Epístola vigésima de las Epístolas Morales a Lucilio
Traducciones
De la inconstancia de los hombres
[1] Mucho celebraré que estés bueno y juzgues que llegará un día en que te pertenezcas a ti mismo, porque será muy glorioso para mí poder librarte de esa situación en que fluctúas sin esperanza alguna de salir. Pero lo que más deseo y te ruego, querido Lucilio, es que hagas reposar la filosofía en el fondo de tu corazón, y que reconozcas los progresos que has hecho, no por discursos y escritos estudiados, sino por la firmeza de tu ánimo y debilitación de tus pasiones.
[2] Comprueba tus palabras por los efectos; no se trata aquí del deber de un declamador que pretende aplauso, ni de el de un sofista que solamente pretende divertir a jóvenes desocupados, discurriendo agradablemente acerca de diferentes materias. La filosofía enseña a obrar, no a hablar; quiere que cada uno viva a la manera que prescribe, que estén en armonía nuestras palabras con nuestras acciones, y que en esto no haya diferencias. Una de las ventajas principales y elevada muestra de sabiduría es que las acciones concuerden con las palabras y se vea siempre al hombre igual consigo mismo. ¿Quién podrá conseguirlo? Pocos en verdad; sin embargo, existen algunos. Difícil es sin duda esto; así, pues, no digo que el sabio deba caminar siempre al mismo paso, pero sí por el mismo camino.
[3] Considera si tu traje corresponde a tu casa, si eres espléndido en tu persona y demasiado avaro en tu interior, si tu mesa es frugal y tus habitaciones lujosas. Imponte de una vez una regla, y obsérvala hasta el fin de tu vida. Existen algunos que se comprimen mucho dentro de su casa y se ensanchan cuando están fuera; esta desigualdad es un defecto que revela espíritu vacilante cuya conducta no es firme todavía.
[4] Pero quiero decirte de dónde procede esta inconstancia o desigualdad, y esta diferencia entre las acciones y voluntades: consiste en que nadie se propone un fin determinado, y, si se propone alguno, no se detiene en él, sino que pasa por encima; lo abandona, vuelve a él, y algunas veces abraza lo que antes condenó.
[5] Así, pues, prescindiendo de las antiguas definiciones de la sabiduría, me fijaré en esta, que comprende todas las condiciones de la vida humana. ¿Qué es la sabiduría? Querer siempre la misma cosa o rechazarla siempre. No añado la condición, con tal de que la cosa que se quiere sea justa, porque no existe nada que pueda quererse siempre si no es justo.
[6] Así ves que la mayor parte de los hombres no saben lo que quieren hasta el momento en que lo quieren, y que nadie está seguro de lo que debe querer o no querer. Diariamente se cambia de juicio y hasta se pasa al opuesto, y la vida en muchos es continua fluctuación. Termina, pues, lo que has comenzado; llegarás quizá al grado más alto, o al menos a uno tan elevado que tú solo podrás conocer que no es el más alto aún.
┄┄┄┄┄┄
_Objetivo del ejercicio_
Responde en pocas palabras estas preguntas sobre la epístola.
1. ¿Qué enseña la filosofía, según la epístola?
2. ¿Cómo define la epístola la sabiduría?
3. ¿De dónde procede la inconstancia de los hombres, según la epístola?

_Registros extraídos_
┄┄┄┄┄┄
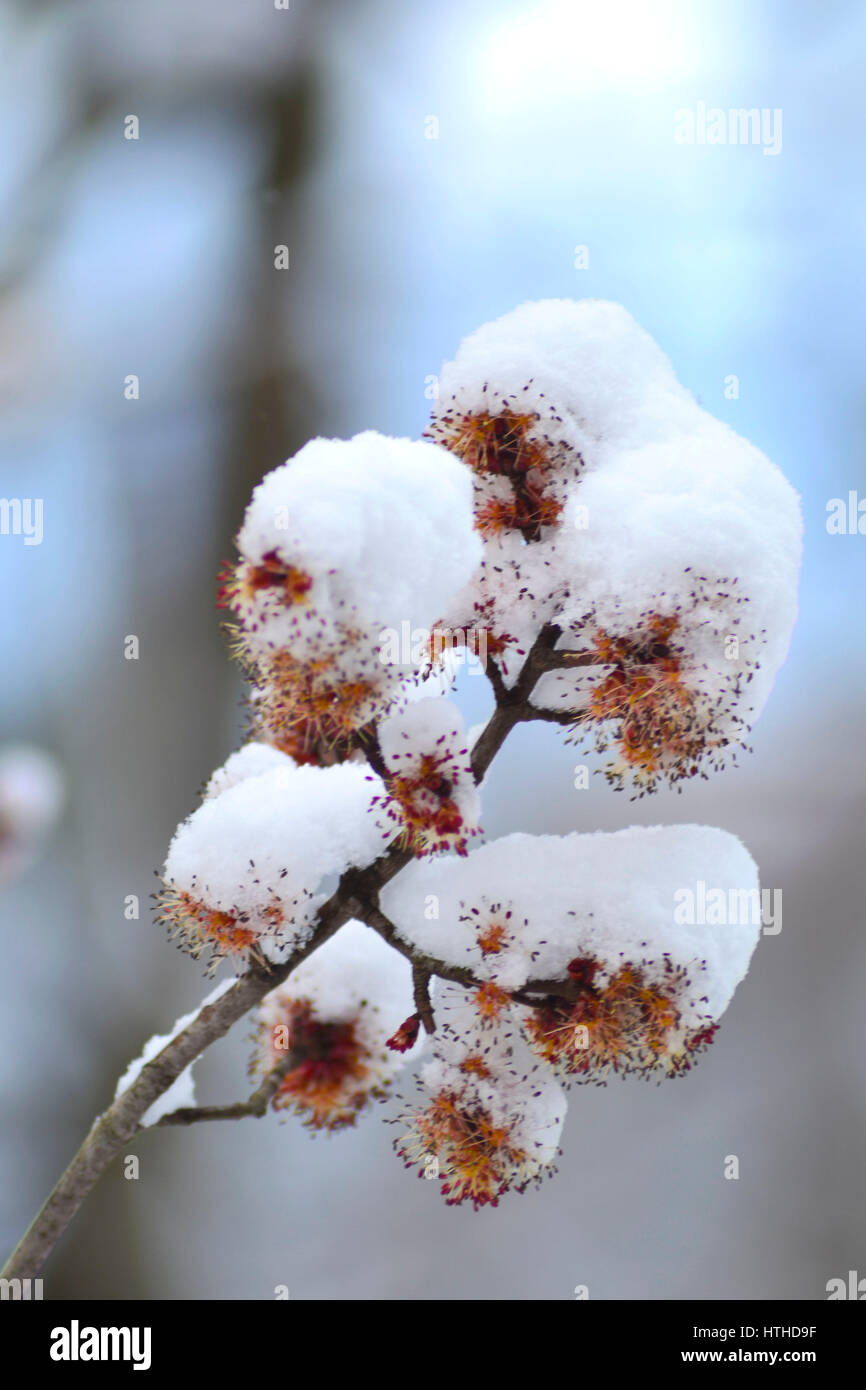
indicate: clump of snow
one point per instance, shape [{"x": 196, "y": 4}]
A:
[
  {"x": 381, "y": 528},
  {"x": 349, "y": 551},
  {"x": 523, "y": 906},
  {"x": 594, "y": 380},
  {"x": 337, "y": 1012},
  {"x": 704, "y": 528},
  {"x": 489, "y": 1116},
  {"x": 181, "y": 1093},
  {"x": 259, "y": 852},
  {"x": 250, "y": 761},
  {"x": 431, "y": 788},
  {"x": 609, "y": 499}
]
┄┄┄┄┄┄
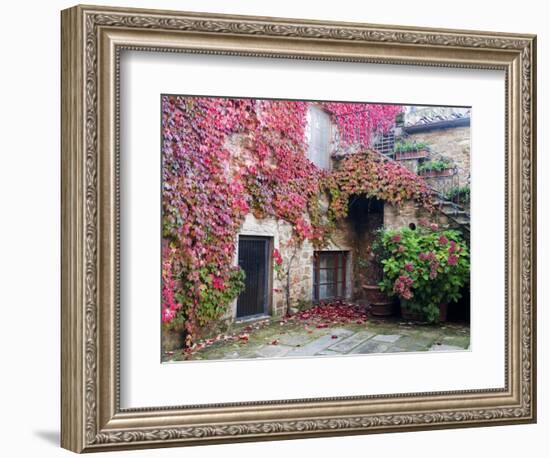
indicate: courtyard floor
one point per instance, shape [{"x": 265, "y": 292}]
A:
┄┄┄┄┄┄
_Solución del problema_
1. Enseña a obrar, no a hablar.
2. Como querer siempre la misma cosa o rechazarla siempre.
3. De que nadie se propone un fin determinado, y si se propone alguno, no se detiene en él, sino que pasa por encima.